(İstek 1):
Yazıya göre şu soruları cevaplayın:
(a) CHP hangi ilçede AK Parti'ye çok az farkla kaybedip YSK'ya başvurdu?
(b) İstanbul'daki seçmen sayısı ne kadar olarak veriliyor?
(c) Karaman'daki yarış hangi iki parti arasında geçti?
(İstek 2):
Yazıdan "BİR kere şunu" sözleriyle başlayıp "demokrasi sınavını veremezsin." sözlerine kadar devam eden kısmı harfi harfine çıkarın.
(İstek 3):
Yazıda "Bakınız; İzmir Bergama'da" diye başlayan paragrafı ana bilgilerini koruyarak daha kısa biçimde yeniden yazın.

Tarihi 11 Nisan 2019

Amaç milli vicdanın tecellisidir

BİR kere şunu baştan kabul edelim.
Demokrasiye ya inanırsın ya inanmazsın. Yarım demokrasi diye bir kavram olmayacağı gibi, mış gibi yaparak demokrasi sınavını veremezsin.
Böyle bir giriş yapmamın sebebi, İstanbul seçimleri üzerinden CHP ve İP'in yürüttüğü siyaset üslubu ve yolu.
CHP Lideri Kemal Kılıçdaroğlu ile İP Lideri Meral Akşener, hem her fırsatta adaletten ve milletin söz hakkından, demokrasiden söz edecek, hem de milletin en büyük hakkı olan oyları üzerindeki soru işaretlerinin aydınlanması için mücadele eden AK Parti ve MHP'ye demediğini bırakmayacak! AK Parti, İstanbul seçimleri ile ilgili şüpheli gördüğü her konuyu YSK'ya iletti ve bu konudaki şüphelerin doğruluğuna inandığını belirterek, seçimlerin yenilenmesini istedi.
MHP de bütün yasal yollar bitene kadar, tek bir soru işareti kalmayana kadar sürecin normal seyrinde işletilmesinden yana olduğunun altını özenle çiziyor.
Yani, ne AK parti ne MHP, "biz sandık sonucunu tanımıyoruz, milli iradeye saygı duymuyoruz" değil, tam tersine "milli iradenin tecellisiyle ilgili endişelerimiz var, eğer bunlar doğru ise milli iradenin tam tecellisi sağlanması için ne gerekiyorsa yapılsın" diyor. Takdir edersiniz ki 10 milyondan fazla seçmenin bulunduğu İstanbul için eldeki bulgular dolayısıyla bu hassasiyet son derece normal. Bütün gözler İstanbul üzerine yoğunlaşmış iken bir başka noktaya daha dikkat çekmek isterim. Neden milletin oyunun peşindesiniz diye Cumhur İttifakı ortaklarını eleştiren Millet İttifakı ortakları, her ne hikmetse sözkonusu olan kendi partileriyle ilgili durumlarda, aynı hakkı aramaktan vazgeçmiyor!
Bakınız; İzmir Bergama'da çok az farkla AK Parti'ye karşı kaybeden CHP, YSK'ya başvurdu ve geçersiz oyların yeniden sayılmasını istedi. Bu talep kabul edildi ve aradaki fark AK Parti lehine biraz daha artarak sonuçlandı ve sonuç yine değişmedi. Buradan yanlış anlaşılmasın, neden CHP bunu yaptı demiyoruz.
Kendileri milletin oyları ile ilgili hassasiyet gösterirken demokrasi adına oluyor da başkaları aynı hassasiyet içindeyken neden anti-demokrasi oluyor anlamak mümkün değil! Bakınız, Cumhur İttifakı ortakları kendi aralarındaki yarışta bile aynı hassasiyeti gösterdi. Karaman'da AK Parti ve MHP arasında geçti yarış.

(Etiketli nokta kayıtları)
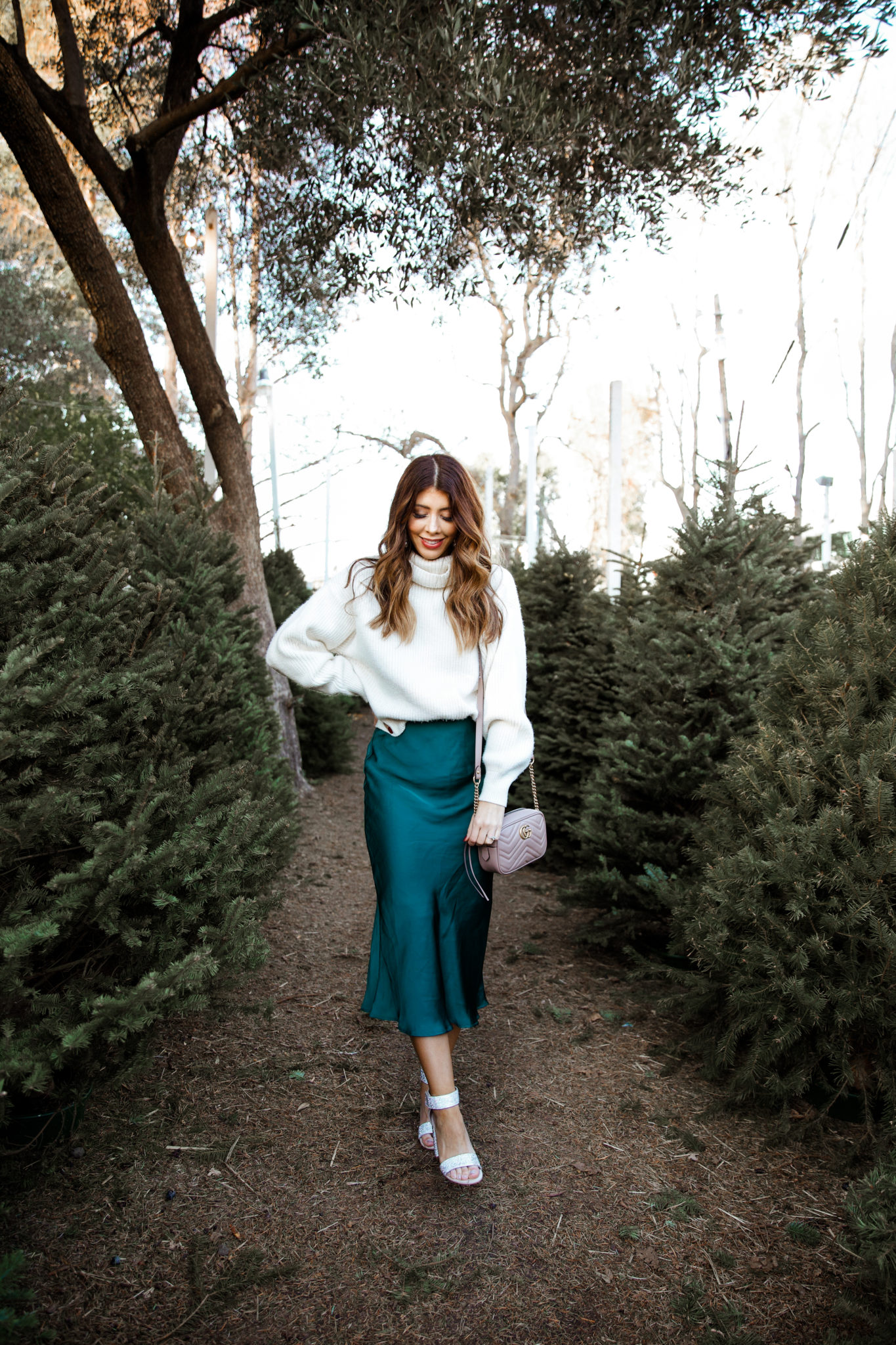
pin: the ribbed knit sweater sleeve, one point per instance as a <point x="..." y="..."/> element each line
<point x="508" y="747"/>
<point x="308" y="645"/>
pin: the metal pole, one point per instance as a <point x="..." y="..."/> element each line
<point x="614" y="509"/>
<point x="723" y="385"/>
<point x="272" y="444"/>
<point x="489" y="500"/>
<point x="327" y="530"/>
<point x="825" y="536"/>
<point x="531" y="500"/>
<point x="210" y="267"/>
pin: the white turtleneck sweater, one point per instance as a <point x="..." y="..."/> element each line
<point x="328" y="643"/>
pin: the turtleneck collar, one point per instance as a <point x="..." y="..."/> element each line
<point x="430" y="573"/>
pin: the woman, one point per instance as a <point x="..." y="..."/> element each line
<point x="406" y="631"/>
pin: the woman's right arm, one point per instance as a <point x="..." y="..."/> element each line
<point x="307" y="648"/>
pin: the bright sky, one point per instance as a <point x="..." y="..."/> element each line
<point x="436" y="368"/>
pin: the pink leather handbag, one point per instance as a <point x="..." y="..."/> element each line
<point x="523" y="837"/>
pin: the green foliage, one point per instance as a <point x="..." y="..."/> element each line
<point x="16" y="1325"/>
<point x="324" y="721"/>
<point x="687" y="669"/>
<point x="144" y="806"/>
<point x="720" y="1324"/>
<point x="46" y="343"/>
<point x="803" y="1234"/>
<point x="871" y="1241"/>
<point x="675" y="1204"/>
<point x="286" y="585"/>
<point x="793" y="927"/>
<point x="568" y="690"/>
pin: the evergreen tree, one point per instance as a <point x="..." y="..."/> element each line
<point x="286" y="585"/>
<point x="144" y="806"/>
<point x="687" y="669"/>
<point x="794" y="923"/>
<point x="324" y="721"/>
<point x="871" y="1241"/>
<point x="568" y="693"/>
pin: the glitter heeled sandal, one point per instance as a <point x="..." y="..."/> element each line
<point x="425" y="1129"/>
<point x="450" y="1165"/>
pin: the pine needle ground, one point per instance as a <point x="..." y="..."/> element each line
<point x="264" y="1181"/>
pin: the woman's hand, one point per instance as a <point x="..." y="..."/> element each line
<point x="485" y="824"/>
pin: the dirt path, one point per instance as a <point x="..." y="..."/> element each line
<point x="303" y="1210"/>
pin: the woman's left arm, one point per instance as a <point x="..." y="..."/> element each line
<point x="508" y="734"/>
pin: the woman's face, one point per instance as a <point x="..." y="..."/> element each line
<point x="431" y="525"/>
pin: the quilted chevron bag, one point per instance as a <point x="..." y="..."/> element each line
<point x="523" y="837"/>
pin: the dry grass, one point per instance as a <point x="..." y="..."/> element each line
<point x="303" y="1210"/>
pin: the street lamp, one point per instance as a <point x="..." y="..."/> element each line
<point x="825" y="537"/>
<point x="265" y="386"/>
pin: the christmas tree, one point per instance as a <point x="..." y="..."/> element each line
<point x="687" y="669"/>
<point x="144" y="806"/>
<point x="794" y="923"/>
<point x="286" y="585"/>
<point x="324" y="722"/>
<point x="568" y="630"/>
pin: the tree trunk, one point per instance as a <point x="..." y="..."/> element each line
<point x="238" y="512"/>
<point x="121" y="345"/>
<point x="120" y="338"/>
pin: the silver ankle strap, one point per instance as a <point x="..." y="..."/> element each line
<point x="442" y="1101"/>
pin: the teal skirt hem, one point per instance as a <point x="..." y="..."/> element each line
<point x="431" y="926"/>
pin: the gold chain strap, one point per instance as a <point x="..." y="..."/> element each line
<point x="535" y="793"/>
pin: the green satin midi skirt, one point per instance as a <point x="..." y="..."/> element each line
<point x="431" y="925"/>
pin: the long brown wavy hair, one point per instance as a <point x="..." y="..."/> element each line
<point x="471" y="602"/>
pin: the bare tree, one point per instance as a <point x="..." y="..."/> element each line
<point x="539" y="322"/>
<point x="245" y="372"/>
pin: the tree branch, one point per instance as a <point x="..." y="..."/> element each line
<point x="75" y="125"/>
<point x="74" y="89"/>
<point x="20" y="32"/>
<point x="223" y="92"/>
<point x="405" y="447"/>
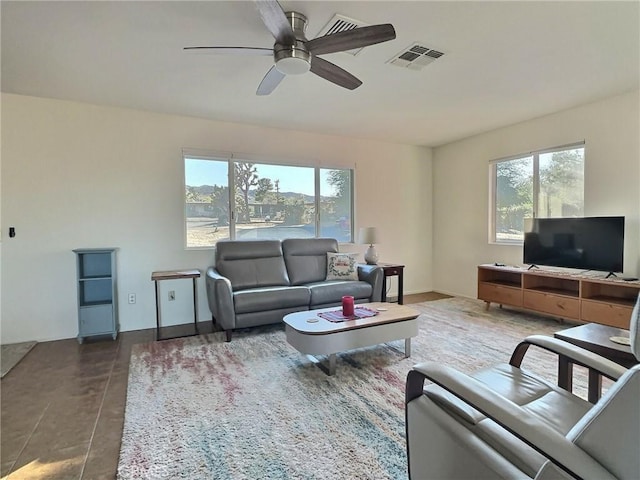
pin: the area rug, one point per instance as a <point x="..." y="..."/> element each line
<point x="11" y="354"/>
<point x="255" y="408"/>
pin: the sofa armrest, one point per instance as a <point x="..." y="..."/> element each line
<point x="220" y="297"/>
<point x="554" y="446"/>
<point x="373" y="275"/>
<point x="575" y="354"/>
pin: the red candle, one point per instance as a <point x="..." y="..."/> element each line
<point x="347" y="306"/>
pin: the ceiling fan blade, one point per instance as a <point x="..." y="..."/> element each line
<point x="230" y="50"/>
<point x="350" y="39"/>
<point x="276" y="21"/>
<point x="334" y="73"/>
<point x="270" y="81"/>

(Doğru cevap 1):
(a) İzmir'in Bergama ilçesinde.
(b) 10 milyondan fazla.
(c) AK Parti ile MHP arasında.

(Doğru cevap 2):
BİR kere şunu baştan kabul edelim.
Demokrasiye ya inanırsın ya inanmazsın. Yarım demokrasi diye bir kavram olmayacağı gibi, mış gibi yaparak demokrasi sınavını veremezsin.

(Doğru cevap 3):
İzmir Bergama'da AK Parti'ye az farkla kaybeden CHP, YSK'ya başvurup geçersiz oyların yeniden sayılmasını istedi. Talep kabul edildi. Fark AK Parti lehine biraz arttı ve sonuç değişmedi. CHP'nin bu başvuruyu yapması eleştirilmiyor.